• Your tasks:
[1] Translate this sentence from the passage on climate change in California into Spanish: "Preventing climate pollution gets to the root of the problem."
[2] Answer from the passage on climate change in California:
(a) What three choices does it say we have while living through climate change?
(b) Which emissions goal did California meet four years early?
(c) On what date was Northern California declared a Presidential Major Disaster area?
[3] Resume the passage on California's fires and climate change, picking up after its final sentence.
(Supplied passage)
Later, a friend called on my parents’ landline. I took the phone outside so I could take off my mask, but the air was hazy and I felt it burning my throat. I grew desperate. It’s not safe outside because of the smoke, and it’s not safe inside because of coronavirus. It’s not safe anywhere.

Living through climate change as we are right now, we have a mix of three choices: We can prevent, prepare, or suffer. Preventing climate pollution gets to the root of the problem. Preparation deals with the harms from warming we already face. Suffering is what’s left: what is not possible to avoid or plan for, plus everything we could have done that we simply fail to do.

California leads the United States in preventing climate pollution. The state met its 2020 emissions reduction goal four years early, but it must reduce four times faster to meet its tougher 2030 goal. Globally, only 30 percent of countries were reducing their carbon pollution before the pandemic; to meet the Paris Agreement aims, the world needs ten times this recent level of climate action every year this decade, starting now. Current policies are headed for nearly three times as much warming as we’ve already experienced.

Photo credit: Courtesy Kimberly Nicholas
Photo credit: Courtesy Kimberly Nicholas

California is also doing some preparing. Since these catastrophic fires began, cities are planning early warning systems and evacuation routes. There are better maps. Communities that have been through fire are better prepared for next time. Some new building codes make homes more fire-resilient. Fire researchers know what further adaptation needs to be done, like shifting from the impossible goal of complete fire suppression and control to instead reducing risk. Risk reduction strategies include removing fuel in prescribed burns, and creating defensible space to reduce the likelihood of homes burning through removing flammable materials like dead vegetation around the home.

But the overwhelming response to climate change that I see in the richest state, in the richest country on Earth, is neither prevention nor preparation. It’s suffering: the suffering of firefighters exhausted and traumatized by fire on a scale they cannot hope to quench; of people who see their homes burned to the ground; of wildlife whose shrinking habitat is destroyed; of kids growing up in a place where they can’t play outside during fire season, which is getting longer every year. Northern California was declared a Presidential Major Disaster area on August 24, 2021, as over 42,000 people have fled their homes from ongoing fires. Many times more are facing hazardous air and gnawing despair.
(End Supplied passage)
(Data excerpts)
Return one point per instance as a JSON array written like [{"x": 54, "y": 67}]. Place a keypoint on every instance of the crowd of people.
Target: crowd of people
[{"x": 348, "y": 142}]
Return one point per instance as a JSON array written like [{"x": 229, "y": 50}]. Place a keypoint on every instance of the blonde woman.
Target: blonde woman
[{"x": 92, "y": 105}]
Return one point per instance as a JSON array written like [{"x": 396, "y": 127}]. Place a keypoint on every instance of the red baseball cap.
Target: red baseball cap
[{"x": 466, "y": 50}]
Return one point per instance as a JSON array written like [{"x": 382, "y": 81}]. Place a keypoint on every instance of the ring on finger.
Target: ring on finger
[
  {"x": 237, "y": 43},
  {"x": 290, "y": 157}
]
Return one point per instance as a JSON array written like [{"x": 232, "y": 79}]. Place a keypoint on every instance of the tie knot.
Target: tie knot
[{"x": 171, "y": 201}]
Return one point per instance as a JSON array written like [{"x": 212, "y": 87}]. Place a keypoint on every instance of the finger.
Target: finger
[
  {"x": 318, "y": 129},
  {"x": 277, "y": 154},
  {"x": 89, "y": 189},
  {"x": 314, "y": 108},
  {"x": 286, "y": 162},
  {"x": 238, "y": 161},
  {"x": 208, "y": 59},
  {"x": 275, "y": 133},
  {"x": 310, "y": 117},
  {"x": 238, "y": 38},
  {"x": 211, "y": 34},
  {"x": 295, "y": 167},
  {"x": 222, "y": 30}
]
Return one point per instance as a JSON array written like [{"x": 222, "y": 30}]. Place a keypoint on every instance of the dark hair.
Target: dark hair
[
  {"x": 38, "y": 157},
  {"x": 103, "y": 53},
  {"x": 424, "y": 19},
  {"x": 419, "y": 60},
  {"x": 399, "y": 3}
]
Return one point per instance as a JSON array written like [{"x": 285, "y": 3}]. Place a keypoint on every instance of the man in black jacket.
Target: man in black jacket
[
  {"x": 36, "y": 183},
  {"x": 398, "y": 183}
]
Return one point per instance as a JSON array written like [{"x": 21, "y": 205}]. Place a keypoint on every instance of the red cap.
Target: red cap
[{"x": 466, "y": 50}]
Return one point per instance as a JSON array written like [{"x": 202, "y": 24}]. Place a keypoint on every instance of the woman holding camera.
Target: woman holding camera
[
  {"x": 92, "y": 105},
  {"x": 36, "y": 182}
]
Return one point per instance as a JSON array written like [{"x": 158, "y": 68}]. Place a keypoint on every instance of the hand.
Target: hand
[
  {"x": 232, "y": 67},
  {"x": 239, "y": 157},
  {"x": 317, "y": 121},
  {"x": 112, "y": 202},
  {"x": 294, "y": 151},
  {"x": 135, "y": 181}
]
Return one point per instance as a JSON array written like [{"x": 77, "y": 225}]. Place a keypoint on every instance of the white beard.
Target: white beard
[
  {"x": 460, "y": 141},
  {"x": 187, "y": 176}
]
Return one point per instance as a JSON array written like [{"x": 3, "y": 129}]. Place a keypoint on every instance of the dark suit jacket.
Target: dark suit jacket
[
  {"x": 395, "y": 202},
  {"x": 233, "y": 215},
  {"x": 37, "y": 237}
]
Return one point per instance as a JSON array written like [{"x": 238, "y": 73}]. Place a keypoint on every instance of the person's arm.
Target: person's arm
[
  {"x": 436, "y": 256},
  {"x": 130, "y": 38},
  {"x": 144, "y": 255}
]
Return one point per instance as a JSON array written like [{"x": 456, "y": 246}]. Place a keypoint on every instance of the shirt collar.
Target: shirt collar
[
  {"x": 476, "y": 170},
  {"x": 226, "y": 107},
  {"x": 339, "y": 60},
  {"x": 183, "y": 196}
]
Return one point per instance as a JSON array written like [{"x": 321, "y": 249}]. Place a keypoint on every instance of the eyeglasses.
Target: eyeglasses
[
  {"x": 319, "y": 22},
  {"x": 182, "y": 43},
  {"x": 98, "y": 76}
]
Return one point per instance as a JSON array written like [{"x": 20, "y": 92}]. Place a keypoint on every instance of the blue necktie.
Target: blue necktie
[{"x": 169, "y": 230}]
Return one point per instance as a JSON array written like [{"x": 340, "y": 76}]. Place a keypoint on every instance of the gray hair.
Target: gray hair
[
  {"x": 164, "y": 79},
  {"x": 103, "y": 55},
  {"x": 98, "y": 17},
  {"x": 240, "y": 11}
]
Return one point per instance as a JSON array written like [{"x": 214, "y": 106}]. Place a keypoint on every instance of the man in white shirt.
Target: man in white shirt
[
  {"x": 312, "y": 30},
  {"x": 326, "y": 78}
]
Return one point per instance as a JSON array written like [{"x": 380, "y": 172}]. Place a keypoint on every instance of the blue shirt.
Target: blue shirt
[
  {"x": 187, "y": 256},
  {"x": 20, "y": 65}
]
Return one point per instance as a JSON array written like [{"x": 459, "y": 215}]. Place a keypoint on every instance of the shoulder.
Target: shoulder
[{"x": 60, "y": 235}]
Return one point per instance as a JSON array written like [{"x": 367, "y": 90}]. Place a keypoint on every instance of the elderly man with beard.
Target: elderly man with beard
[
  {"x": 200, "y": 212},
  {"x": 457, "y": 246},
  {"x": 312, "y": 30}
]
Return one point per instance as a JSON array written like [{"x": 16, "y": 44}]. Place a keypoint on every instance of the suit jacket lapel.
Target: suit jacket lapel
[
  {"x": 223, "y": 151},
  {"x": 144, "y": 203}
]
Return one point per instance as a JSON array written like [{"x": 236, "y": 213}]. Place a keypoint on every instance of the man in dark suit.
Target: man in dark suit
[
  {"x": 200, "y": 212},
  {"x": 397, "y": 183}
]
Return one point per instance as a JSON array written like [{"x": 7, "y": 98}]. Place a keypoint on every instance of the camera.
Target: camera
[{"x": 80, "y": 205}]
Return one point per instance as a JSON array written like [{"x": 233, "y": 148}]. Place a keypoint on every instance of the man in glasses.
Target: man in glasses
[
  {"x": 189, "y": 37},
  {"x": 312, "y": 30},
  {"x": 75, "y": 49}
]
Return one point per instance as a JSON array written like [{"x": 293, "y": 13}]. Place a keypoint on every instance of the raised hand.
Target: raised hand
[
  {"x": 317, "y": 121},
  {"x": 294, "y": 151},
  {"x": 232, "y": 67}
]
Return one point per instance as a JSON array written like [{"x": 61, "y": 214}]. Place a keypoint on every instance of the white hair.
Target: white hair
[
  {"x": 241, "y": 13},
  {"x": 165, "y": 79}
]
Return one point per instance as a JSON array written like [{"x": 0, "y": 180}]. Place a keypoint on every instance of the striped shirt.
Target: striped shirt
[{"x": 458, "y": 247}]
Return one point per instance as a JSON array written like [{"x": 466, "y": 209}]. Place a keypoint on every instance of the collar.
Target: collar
(End Data excerpts)
• Expected responses:
[1] Prevenir la contaminación climática llega a la raíz del problema.

[2]
(a) Prevent, prepare, or suffer.
(b) Its 2020 emissions reduction goal.
(c) August 24, 2021.

[3]
Climate suffering is not unique to California. Communities and ecosystems across America are already feeling the harm of climate impacts, from rising seas forcing parts of New Orleans to be abandoned to gorgeous Hawaiian honeycreepers getting squeezed off mountaintops towards extinction as warming brings malaria-infected mosquitoes to higher elevations.

The climate emergency is not the problem of future generations. It is here for us, for me, for you, right here and right now.

The science is clear: Climate heating will not stop until humans completely stop adding carbon pollution to our atmosphere.

The most urgent priority to stop warming is to stop investing in, incentivizing, producing, and consuming the fossil fuels causing it.

But knowledge is not enough. The climate only cares about action.

On my visit home, I was struck to the bone by a fear that goes beyond the terrifying fires. My biggest fear is that not enough of us who have the power and possibility to shut down fossil fuels fast and fairly will do so on the heroic timescale needed to stop climate breakdown.

Until we completely replace fossils with clean energy, every car and power plant and factory still burning carbon is fanning the flames devouring the world we love.

Humanity is at a crossroads. Those of us alive today are the last humans with the chance to stop climate heating before it becomes truly catastrophic. We must walk the talk. We must leave fossil fuels in the ground.